— START Material provided —

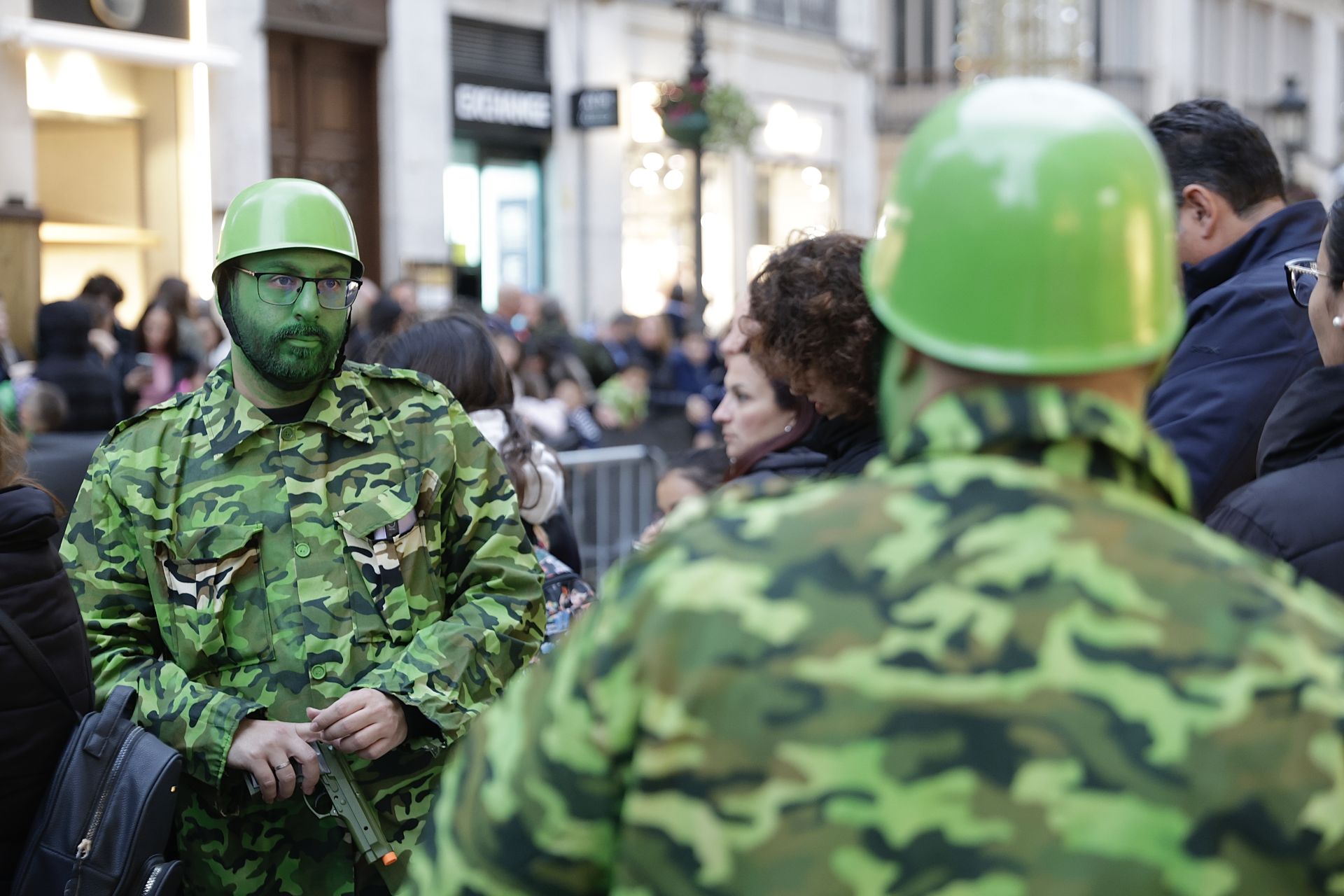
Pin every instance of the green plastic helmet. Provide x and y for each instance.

— END Material provided —
— START Material provided —

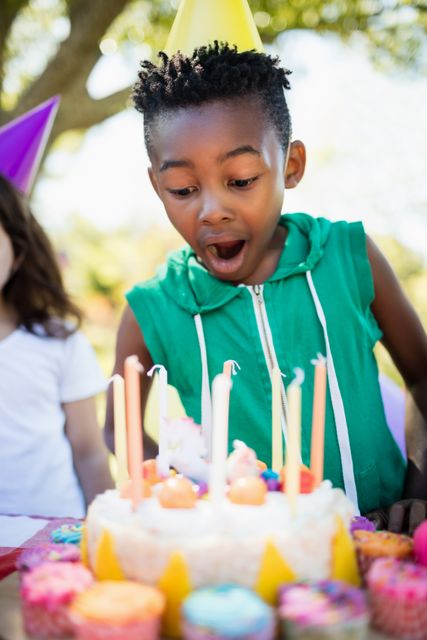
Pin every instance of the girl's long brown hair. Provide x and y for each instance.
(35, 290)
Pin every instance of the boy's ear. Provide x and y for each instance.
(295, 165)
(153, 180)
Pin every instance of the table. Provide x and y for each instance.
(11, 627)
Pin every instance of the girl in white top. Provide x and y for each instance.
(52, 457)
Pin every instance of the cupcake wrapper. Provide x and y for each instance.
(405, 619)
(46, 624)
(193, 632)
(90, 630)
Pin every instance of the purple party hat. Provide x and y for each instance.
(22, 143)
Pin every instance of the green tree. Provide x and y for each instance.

— END Material provided —
— START Material provided —

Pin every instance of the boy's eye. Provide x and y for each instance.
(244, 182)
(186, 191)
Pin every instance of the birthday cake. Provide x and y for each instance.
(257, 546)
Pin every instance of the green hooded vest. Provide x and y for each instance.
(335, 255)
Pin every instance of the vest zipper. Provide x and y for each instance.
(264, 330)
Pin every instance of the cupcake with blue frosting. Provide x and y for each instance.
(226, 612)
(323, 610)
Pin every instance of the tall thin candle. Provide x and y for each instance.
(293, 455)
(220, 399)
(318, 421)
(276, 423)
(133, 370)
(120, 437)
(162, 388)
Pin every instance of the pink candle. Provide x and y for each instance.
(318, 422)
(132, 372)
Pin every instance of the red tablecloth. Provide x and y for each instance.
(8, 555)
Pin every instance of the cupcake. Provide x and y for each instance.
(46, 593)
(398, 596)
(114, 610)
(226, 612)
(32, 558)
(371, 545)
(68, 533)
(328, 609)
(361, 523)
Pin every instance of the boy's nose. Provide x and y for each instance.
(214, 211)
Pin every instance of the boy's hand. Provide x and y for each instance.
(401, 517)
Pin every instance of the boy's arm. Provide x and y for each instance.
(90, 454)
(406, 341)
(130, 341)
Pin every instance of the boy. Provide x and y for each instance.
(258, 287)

— END Material provided —

Reproduce verbatim the lines of the records from the line containing "Pin every instance of the cupcake wrapper." through the line containing "Pin every instance of the green tree.", both included.

**Result of this task**
Pin every instance of the cupcake wrapper. Provide x and y for each instance.
(405, 619)
(46, 624)
(193, 632)
(90, 630)
Pin every instance of the purple party hat. Provide x and y for each instance.
(22, 143)
Pin every instance of the green tree. Provide x and y for each instance.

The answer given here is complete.